● TASK 1: Rewrite the passage on building the compute interfaces, starting with "adding: compute/Task.class (in=200)" and going on through "of the interfaces.", with "programmers" in place of "developers".

● PASSAGE:

● ● ● ● ●

First, you need to compile the interface source files in the compute package and then build a JAR file that contains their class files. Let's suppose a user, waldo, has written these particular interfaces and has placed the source files in c:\home\waldo\src\compute (on UNIX:/home/waldo/src/compute). Given these paths, you can use the following commands to compile the interfaces and create the JAR file.

Win32: 
cd c:\home\waldo\src
javac compute\Compute.java
javac compute\Task.java
jar cvf compute.jar compute\*.class
UNIX: 
cd /home/waldo/src
javac compute/Compute.java
javac compute/Task.java
jar cvf compute.jar compute/*.class

The jar command displays the following output (due to the -v option): 

added manifest
adding: compute/Compute.class (in=281) (out=196)
    	(deflated 30%)
adding: compute/Task.class (in=200) (out=164)
    	(deflated 18%)

Now you can distribute the compute.jar file to developers of server and client applications so that they can make use of the interfaces.

When you build either server- or client-side classes with the javac and rmic compilers, you generally need to specify where the resulting class files should reside so that they are network accessible. In this example this location is, for UNIX, /home/user/public_html/classes, because some web servers allow accessing a user's public_html directory via an HTTP URL constructed as http://host/~user/. If your web server does not support this convention, you could use a file URL instead. The file URLs take the form file:/home/user/public_html/classes/ on UNIX or, on the Win32 platform, file:/c:/home/user/public_html/classes/. You may also select another type of URL, as appropriate.

The network accessibility of the class files allows the RMI runtime to download code when needed. Rather than defining its own protocol for code downloading, RMI uses URL protocols supported by the Java platform (for example, HTTP) to download code. Note that a full, heavyweight web server is not needed to accomplish this downloading of class files. In fact, a simple HTTP server that provides all of the functionality needed to make classes available for downloading in RMI via HTTP can be found at ftp://ftp.javasoft.com/pub/jdk1.1/rmi/class-server.zip.

Build the Server Classes

The engine package contains only one server-side implementation class, Com-puteEngine, the remote object implementation of the Compute interface. Since ComputeEngine is an implementation of a remote interface, you need to generate a stub for the remote object so that clients can contact the remote object.

● ● ● ● ●

● INPUT RECORDS:
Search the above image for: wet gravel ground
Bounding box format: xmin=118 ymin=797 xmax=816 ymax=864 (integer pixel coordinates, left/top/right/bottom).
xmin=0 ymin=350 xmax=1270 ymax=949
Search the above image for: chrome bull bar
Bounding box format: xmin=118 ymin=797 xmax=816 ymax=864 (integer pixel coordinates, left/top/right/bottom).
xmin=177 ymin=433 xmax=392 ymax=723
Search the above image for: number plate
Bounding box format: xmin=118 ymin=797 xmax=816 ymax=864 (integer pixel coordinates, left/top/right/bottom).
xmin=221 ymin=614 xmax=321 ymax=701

● ● ● ● ●

● TASK 2: Copy the records word for word, starting with the line that contains "Search the above image for: number plate" and going on through the last line of the records.

● FULL OUTPUT 1:
adding: compute/Task.class (in=200) (out=164)
    	(deflated 18%)

Now you can distribute the compute.jar file to programmers of server and client applications so that they can make use of the interfaces.

● FULL OUTPUT 2:
Search the above image for: number plate
Bounding box format: xmin=118 ymin=797 xmax=816 ymax=864 (integer pixel coordinates, left/top/right/bottom).
xmin=221 ymin=614 xmax=321 ymax=701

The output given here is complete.